──────── Raw records ────────

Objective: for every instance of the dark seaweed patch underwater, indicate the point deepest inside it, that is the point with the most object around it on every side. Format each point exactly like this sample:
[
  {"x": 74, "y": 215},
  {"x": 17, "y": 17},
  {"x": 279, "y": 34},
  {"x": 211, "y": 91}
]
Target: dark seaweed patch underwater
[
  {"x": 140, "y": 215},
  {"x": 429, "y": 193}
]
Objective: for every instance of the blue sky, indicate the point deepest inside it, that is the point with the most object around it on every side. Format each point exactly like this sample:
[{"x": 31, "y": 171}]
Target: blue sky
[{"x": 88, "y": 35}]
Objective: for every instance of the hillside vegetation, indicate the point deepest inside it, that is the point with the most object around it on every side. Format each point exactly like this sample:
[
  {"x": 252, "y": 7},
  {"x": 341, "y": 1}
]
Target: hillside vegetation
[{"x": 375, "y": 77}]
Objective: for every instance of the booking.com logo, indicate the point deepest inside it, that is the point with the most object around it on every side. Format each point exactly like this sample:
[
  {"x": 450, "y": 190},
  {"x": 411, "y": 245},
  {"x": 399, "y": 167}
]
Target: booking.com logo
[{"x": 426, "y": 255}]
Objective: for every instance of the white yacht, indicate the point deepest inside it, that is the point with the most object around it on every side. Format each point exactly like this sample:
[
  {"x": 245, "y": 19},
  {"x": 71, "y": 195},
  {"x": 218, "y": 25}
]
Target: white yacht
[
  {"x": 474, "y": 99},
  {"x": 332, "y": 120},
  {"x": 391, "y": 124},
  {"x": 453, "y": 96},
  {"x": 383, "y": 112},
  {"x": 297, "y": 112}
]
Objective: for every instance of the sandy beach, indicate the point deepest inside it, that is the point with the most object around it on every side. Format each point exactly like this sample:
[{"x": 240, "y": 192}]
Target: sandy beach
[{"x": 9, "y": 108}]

────────

From the data above, extract every line in its exact form.

Objective: for every instance of the dark seaweed patch underwater, indicate the point deepest inside it, that is the point with the most object around it on every side. Format each point exactly like this sample:
[
  {"x": 74, "y": 215},
  {"x": 17, "y": 17},
  {"x": 279, "y": 34},
  {"x": 211, "y": 91}
]
Target: dark seaweed patch underwater
[
  {"x": 140, "y": 215},
  {"x": 429, "y": 193}
]
Objective: for every instance of the blue sky, indicate the point deepest inside it, that is the point with the most object around it on every side. Format each point exactly like this sample:
[{"x": 31, "y": 171}]
Target: blue sky
[{"x": 88, "y": 35}]
Objective: for every instance of the hillside vegetation, indicate the point deepest inside it, that is the point with the most object around it on every side. Format each point exactly like this sample:
[
  {"x": 252, "y": 7},
  {"x": 341, "y": 1}
]
Target: hillside vegetation
[{"x": 375, "y": 77}]
Objective: for every instance of the booking.com logo, indicate the point deepest inside it, that is the point with the most object around it on every side. Format each point exactly like this sample:
[
  {"x": 450, "y": 190},
  {"x": 411, "y": 245},
  {"x": 399, "y": 167}
]
Target: booking.com logo
[{"x": 426, "y": 255}]
Objective: for every instance of the white yacht, indicate the point deepest inside it, that is the point with the most object around it on every side. Format each point exactly like this sample:
[
  {"x": 245, "y": 19},
  {"x": 71, "y": 195},
  {"x": 218, "y": 25}
]
Target: white yacht
[
  {"x": 474, "y": 99},
  {"x": 332, "y": 120},
  {"x": 391, "y": 124},
  {"x": 453, "y": 96},
  {"x": 383, "y": 112},
  {"x": 297, "y": 112}
]
Objective: for every instance of the sandy beach, indicate the point deepest inside it, that is the point with the most object around it on every side. Format each point exactly like this sample:
[{"x": 240, "y": 192}]
Target: sandy beach
[{"x": 9, "y": 108}]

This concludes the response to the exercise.